* Stated problem
Update the material from the line with "lamp post present." to the line with "[438,416,483,529]", replacing "curved lamp post" with "streetlight" and leaving all else unchanged.

[Records of labeled boxes]

----------------

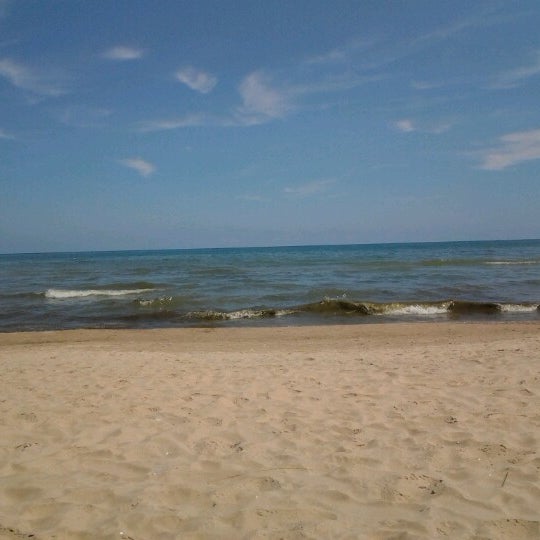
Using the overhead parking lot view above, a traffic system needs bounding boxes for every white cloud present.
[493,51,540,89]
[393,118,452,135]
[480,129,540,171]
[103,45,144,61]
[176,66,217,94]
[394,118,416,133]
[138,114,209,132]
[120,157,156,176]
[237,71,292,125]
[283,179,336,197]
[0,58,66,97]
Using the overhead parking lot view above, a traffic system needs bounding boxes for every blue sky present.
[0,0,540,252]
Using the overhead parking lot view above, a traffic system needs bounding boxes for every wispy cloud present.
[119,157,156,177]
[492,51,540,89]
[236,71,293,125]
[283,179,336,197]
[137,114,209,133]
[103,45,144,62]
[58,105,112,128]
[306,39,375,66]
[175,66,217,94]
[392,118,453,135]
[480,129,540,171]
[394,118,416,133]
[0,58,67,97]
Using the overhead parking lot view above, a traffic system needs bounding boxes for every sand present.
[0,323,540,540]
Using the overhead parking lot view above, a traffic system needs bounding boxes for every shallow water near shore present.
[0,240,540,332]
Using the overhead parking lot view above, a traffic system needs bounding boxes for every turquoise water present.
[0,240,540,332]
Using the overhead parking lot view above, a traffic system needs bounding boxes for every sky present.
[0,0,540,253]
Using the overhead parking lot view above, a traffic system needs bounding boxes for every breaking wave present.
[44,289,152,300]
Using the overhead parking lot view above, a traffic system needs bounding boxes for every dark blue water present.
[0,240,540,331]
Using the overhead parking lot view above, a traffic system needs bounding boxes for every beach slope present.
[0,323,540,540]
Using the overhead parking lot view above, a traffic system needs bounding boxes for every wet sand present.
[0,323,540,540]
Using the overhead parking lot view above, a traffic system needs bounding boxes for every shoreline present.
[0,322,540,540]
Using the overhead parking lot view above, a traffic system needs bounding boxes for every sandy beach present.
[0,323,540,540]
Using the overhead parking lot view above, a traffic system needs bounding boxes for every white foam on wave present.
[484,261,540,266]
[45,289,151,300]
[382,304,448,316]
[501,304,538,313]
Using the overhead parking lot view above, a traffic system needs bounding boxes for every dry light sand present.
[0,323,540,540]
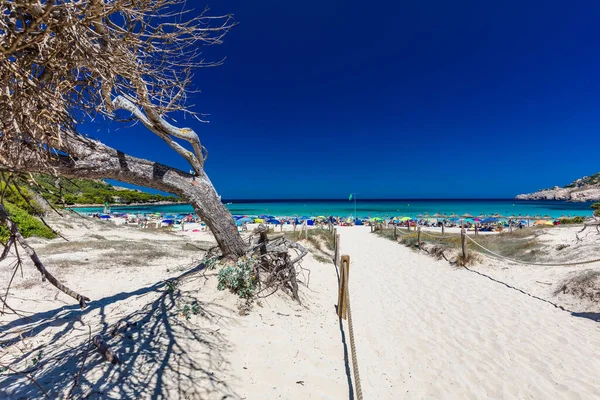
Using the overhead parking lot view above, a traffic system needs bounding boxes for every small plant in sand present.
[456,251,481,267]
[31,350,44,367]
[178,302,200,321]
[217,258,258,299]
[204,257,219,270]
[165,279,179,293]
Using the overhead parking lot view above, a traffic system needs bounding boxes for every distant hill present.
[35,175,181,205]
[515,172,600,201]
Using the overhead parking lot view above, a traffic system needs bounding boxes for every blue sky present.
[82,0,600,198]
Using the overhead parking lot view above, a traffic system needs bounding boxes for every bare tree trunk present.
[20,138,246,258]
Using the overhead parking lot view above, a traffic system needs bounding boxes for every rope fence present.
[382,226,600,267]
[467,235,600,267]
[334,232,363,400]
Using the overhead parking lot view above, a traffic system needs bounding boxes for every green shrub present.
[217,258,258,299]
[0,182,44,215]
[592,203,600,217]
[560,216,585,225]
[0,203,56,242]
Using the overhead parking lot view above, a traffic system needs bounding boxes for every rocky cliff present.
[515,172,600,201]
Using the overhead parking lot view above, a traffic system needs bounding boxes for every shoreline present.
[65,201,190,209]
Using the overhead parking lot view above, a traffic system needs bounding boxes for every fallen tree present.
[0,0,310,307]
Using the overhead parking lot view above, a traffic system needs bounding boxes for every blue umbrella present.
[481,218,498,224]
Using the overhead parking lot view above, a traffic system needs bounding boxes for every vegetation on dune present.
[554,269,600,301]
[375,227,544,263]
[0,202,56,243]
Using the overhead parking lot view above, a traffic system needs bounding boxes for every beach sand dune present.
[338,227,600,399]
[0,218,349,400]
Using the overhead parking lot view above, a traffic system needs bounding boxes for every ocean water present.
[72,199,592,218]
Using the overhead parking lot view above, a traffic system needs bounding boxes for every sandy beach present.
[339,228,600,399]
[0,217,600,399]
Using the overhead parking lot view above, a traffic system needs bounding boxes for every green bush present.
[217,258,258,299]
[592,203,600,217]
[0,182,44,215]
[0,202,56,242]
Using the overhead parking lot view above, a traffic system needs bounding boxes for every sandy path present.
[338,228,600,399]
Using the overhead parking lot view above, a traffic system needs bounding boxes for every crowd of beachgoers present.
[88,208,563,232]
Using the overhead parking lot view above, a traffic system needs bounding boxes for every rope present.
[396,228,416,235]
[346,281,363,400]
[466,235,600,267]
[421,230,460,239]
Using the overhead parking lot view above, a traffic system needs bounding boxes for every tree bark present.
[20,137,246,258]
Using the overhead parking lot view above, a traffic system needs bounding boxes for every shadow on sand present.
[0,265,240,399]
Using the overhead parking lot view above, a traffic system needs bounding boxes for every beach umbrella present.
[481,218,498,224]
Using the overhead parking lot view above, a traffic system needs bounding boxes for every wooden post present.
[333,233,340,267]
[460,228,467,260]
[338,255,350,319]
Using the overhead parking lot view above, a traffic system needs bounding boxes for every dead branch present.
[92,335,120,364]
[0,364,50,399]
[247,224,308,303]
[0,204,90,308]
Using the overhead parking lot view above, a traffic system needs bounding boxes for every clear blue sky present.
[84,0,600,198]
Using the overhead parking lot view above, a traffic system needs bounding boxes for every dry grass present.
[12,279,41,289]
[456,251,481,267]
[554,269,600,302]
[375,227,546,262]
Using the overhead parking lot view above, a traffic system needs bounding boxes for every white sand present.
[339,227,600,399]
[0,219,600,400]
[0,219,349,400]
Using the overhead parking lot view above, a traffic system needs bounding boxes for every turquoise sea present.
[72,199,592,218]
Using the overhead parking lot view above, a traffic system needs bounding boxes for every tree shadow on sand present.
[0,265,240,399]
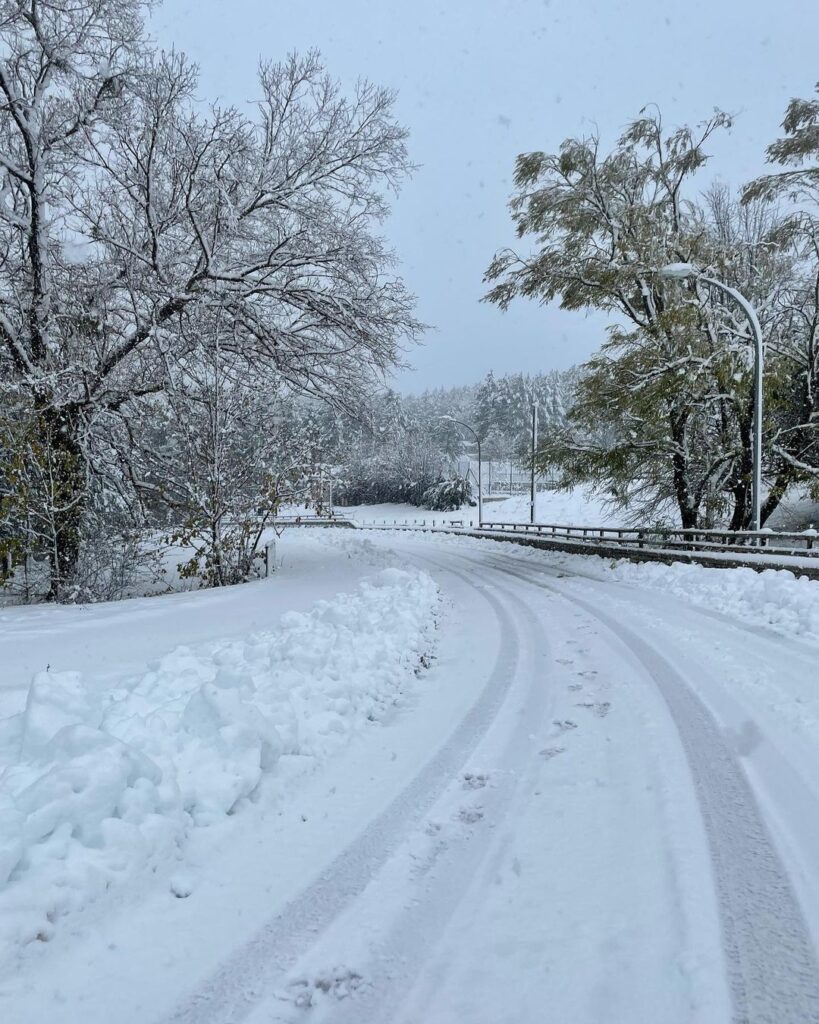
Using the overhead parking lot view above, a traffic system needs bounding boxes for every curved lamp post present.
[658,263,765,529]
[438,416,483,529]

----------------

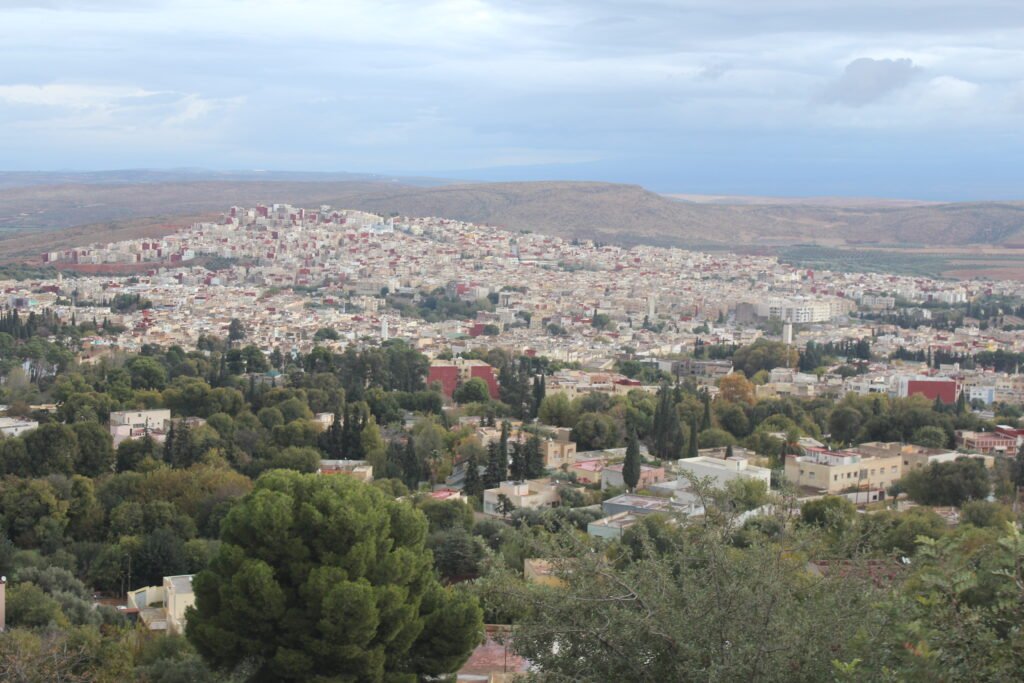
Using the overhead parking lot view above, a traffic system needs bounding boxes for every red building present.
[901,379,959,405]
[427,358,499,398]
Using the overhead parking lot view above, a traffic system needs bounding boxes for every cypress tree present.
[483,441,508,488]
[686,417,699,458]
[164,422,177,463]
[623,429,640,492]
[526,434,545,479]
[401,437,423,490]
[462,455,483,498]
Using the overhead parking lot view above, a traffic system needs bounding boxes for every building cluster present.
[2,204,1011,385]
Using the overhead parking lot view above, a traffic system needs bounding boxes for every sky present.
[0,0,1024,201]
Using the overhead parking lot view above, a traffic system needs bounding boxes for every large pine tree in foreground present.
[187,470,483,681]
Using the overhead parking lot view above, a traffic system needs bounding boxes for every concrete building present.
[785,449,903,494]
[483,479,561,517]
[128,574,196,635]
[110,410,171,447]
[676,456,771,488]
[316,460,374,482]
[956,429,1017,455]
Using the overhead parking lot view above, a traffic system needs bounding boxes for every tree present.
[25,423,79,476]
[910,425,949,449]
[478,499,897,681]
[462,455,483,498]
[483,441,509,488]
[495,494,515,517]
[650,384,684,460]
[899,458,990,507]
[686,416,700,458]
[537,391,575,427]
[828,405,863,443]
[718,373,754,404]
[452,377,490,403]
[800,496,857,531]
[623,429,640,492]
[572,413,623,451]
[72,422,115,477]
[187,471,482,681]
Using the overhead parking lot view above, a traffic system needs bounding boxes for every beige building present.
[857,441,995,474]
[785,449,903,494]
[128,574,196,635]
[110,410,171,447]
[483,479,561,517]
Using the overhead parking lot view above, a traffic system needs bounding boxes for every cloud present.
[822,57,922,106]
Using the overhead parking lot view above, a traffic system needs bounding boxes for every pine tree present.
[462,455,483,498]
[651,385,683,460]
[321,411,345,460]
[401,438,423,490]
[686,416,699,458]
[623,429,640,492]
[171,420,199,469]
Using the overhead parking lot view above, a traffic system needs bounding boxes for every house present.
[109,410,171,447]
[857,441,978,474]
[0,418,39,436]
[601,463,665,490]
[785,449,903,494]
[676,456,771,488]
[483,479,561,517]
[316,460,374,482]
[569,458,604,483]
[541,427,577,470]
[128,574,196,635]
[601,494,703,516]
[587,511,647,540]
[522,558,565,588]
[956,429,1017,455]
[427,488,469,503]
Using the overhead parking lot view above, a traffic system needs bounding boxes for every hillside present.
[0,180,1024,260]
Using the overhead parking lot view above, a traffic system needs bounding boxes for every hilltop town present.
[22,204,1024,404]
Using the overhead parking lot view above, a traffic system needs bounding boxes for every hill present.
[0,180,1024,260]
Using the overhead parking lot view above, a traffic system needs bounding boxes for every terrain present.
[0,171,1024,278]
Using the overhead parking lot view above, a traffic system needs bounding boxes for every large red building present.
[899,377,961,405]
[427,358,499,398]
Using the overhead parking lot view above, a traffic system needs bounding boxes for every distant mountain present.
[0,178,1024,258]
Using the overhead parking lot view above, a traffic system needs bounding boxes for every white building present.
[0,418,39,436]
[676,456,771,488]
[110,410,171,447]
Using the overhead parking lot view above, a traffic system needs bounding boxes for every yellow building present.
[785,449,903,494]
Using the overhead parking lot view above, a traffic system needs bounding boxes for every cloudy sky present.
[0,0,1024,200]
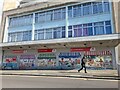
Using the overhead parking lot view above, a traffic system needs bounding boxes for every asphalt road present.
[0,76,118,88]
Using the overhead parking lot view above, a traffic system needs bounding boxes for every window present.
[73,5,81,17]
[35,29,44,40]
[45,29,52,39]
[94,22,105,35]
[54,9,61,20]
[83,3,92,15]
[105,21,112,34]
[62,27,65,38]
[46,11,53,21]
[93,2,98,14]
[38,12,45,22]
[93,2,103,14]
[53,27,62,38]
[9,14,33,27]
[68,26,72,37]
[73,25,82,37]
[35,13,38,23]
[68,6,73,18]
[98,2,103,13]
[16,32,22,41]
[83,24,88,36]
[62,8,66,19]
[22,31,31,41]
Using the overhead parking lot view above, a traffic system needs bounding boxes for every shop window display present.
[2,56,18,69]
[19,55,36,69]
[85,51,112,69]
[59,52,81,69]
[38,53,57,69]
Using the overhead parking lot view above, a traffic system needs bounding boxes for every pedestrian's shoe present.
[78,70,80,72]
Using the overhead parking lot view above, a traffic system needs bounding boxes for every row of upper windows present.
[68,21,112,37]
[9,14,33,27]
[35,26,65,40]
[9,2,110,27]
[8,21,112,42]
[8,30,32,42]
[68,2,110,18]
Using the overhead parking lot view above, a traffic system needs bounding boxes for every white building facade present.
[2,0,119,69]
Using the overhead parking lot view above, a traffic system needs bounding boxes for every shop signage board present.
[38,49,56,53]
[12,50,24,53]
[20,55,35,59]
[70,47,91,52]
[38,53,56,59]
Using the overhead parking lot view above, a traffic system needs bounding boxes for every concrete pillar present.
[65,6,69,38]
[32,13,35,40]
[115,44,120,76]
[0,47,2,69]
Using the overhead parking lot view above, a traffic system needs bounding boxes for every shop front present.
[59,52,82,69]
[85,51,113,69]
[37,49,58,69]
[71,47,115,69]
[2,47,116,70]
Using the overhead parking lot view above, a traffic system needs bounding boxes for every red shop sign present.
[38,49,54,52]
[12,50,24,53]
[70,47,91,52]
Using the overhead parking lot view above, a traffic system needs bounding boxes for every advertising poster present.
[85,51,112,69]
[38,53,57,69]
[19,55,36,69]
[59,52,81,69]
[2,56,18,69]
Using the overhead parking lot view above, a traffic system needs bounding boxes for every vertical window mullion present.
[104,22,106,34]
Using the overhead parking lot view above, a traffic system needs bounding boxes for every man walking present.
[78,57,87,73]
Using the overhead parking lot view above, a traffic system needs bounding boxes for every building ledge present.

----------------

* In response
Using the overhead parking lot view above, a traffic system needs bounding boxes for every streetlight present.
[658,263,765,529]
[438,416,483,529]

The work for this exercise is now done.